So though I wouldn’t do any shooting, I do understand that to make the
volunteers have some doubt as to whether or not they actually shot the person
that dummy bullets are used for one or more of the guns. This is supposed to
help some of the volunteers cope with the aftermath of their task.
As to actually volunteering, you do have people volunterring to join the
army. The army’s main purpose is killing, though in reality it doesn’t do it
very much during peacetime. It probably isn’t very different to the police
officers who volunteer for the execution job. After a period of time and
through training and experiencing it day in day out people can become
desensitized to just about anything.
Now on to the actual task. I would have thought that a bullet to the head
is a lot quicker and more instant than by lethal injection which has been
shown to not be 100% effective straight away. The only reason a bullet is not
shot into the brain is that society is weird about death. Why should death by
lethal injection be any different to death by bullet? Something to do about
blood? Why connotations of the wild west? I thought Americans reveled in their
frontier history? And why should they think they have to be humane to a
criminal as he is being executed? You’re already executing the criminal
because you’re trying to be vengeful so why not go all the way and give them
painful death – they probably deserve it.

_Actions to take_.
A – List every question the writer asks in the last paragraph of the passage on execution methods.
B – According to the passage on execution methods, why are dummy bullets used in one or more of the guns?
Rely only on the text to complete this work.

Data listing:

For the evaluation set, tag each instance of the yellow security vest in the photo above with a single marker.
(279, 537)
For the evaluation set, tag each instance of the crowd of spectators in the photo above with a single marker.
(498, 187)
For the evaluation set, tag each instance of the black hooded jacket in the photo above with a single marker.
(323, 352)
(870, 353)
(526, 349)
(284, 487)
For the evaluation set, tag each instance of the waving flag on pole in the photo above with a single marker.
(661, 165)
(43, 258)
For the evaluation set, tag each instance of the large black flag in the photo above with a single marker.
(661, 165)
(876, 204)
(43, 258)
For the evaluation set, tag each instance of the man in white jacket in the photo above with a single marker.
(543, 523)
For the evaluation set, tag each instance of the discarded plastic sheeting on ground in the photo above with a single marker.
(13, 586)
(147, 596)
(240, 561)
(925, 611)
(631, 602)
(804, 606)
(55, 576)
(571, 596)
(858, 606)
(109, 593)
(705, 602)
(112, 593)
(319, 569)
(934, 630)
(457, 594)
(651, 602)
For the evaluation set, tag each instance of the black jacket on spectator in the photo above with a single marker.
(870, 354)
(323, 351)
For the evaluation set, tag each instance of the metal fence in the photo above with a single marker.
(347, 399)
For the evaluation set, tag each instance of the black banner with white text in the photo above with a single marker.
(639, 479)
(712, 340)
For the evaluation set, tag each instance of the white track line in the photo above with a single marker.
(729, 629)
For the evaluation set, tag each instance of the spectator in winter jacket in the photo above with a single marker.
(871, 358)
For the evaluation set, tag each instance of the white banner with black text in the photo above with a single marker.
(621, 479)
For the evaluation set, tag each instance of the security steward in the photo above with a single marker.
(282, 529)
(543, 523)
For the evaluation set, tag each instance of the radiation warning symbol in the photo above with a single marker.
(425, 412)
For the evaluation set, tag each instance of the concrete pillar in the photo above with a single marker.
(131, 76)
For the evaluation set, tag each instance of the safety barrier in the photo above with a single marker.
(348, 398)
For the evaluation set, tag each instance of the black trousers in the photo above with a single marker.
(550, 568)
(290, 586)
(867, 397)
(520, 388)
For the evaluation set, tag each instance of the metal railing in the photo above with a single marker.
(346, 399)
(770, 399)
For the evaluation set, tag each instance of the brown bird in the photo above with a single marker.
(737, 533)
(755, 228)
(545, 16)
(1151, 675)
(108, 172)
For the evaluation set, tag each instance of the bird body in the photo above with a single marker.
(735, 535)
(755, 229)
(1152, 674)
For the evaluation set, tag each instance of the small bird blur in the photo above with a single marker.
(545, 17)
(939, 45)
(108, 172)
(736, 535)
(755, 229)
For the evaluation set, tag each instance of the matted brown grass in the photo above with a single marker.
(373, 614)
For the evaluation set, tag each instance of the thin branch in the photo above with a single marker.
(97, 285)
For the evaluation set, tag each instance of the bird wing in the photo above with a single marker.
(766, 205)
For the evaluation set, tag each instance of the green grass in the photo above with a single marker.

_Outputs_.
A –
- Why should death by lethal injection be any different to death by bullet?
- Something to do about blood?
- Why connotations of the wild west?
- I thought Americans reveled in their frontier history?
- And why should they think they have to be humane to a criminal as he is being executed?

B – They leave the volunteers unsure whether they actually shot the person, which is supposed to help some of them cope with the aftermath.